Shares of Metropolis Healthcare made a strong stock market debut on Monday. The diagnostics chain listed on the stock exchanges at ₹960 ($13.86), up 9.1% from its issue price of ₹880 ($12.70) per share.
The ₹1,204-crore ($173.8 million) initial public offering (IPO), with a price band of ₹877-880, was subscribed 5.84 times during the share sale, from 3-5 April. It is an offer for sale and the company will not receive any funds raised from the issue.
Ahead of the issue, Centrum Broking Ltd had said that the issue was fairly priced. “At higher end of the price band of ₹880, the issue is priced at 40.2 times of its FY18 earnings and 37.3 times its nine months of FY19 earnings on an annualised basis, which appears fairly priced…Given the vast geographical presence, diversified and large tests menu catering to several ailments, along with the ability to capture future opportunities by way of presence in key growth areas, is likely to help Metropolis maintain its position and boost growth,” the brokerage firm said in a note on 2 April.
Metropolis also has better return ratio with return on net worth (RoNW) at 24.7% for FY18 versus 21.6% for Dr Lal Pathlabs and 20.4% for Thyrocare Technologies, the brokerage firm added.
Metropolis Healthcare Ltd (MHL) has presence across 19 states in India with leadership position in west and south India through its network of 83 clinical laboratories and 1,473 patient touch points. The company offers a range of clinical laboratory tests and profiles used for prediction, early detection, diagnostic screening and confirmation and/or monitoring of the disease. It also offers analytical and support services to clinical research organizations for their clinical research projects.
During the first nine months of FY19, the company derived 62.8% of their revenue from five cities. Over FY16-18, its total revenue witnessed a CAGR of 16.3% to ₹644 crore. EBITDA grew at a pace of 16.8% with stable margins at 26.8% in FY18. For nine months of FY19, the revenue, EBITDA and net profit stood at ₹559 crore, ₹143 crore and ₹89 crore, respectively. The company does not invest in equipment but leases it out, thus following an asset light model which does not attract any major capital expenditure other than the regular maintenance expenditure.

Listed records

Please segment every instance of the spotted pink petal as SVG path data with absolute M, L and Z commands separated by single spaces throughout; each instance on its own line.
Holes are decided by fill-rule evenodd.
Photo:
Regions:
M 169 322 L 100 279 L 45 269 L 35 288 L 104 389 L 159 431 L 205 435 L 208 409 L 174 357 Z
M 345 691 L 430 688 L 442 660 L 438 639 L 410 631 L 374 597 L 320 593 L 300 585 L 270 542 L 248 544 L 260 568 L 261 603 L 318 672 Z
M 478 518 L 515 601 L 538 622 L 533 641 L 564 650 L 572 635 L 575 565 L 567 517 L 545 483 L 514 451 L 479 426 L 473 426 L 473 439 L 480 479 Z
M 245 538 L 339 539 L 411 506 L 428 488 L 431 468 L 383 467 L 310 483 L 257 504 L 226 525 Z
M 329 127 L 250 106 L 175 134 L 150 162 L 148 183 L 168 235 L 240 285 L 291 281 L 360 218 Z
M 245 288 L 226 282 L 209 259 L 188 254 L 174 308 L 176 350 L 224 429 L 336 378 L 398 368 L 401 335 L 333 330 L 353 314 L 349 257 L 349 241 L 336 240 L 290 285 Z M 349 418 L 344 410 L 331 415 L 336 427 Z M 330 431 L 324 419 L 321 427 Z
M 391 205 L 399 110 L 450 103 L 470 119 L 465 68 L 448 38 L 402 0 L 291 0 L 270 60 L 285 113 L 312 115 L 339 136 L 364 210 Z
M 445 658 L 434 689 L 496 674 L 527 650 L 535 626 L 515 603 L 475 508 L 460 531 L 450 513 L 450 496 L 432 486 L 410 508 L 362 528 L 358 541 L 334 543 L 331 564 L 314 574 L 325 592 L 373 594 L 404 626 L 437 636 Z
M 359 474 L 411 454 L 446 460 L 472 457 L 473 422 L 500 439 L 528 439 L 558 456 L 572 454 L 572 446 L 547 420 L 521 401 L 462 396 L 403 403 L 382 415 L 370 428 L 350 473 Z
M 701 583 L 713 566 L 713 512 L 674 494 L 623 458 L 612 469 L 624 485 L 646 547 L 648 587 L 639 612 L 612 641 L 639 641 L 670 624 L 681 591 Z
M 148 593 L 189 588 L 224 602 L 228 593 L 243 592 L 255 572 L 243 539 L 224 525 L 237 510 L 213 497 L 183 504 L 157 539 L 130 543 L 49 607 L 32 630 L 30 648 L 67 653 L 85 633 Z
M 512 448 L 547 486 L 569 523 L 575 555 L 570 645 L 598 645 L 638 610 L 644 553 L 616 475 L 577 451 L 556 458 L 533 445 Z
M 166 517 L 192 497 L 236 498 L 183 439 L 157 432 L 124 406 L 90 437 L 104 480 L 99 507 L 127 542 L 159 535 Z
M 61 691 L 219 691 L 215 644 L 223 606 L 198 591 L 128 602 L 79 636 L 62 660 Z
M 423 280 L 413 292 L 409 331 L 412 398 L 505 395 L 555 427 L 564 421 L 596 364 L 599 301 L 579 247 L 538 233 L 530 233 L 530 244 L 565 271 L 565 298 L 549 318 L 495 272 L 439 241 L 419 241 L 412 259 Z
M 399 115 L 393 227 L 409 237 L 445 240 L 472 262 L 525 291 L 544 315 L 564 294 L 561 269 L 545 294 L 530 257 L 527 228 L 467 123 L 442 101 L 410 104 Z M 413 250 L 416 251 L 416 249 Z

Required action
Rewrite the stretch of the Metropolis Healthcare listing report from "Shares of Metropolis" through "from the issue.", replacing "strong" with "robust".

Output for this exercise
Shares of Metropolis Healthcare made a robust stock market debut on Monday. The diagnostics chain listed on the stock exchanges at ₹960 ($13.86), up 9.1% from its issue price of ₹880 ($12.70) per share.
The ₹1,204-crore ($173.8 million) initial public offering (IPO), with a price band of ₹877-880, was subscribed 5.84 times during the share sale, from 3-5 April. It is an offer for sale and the company will not receive any funds raised from the issue.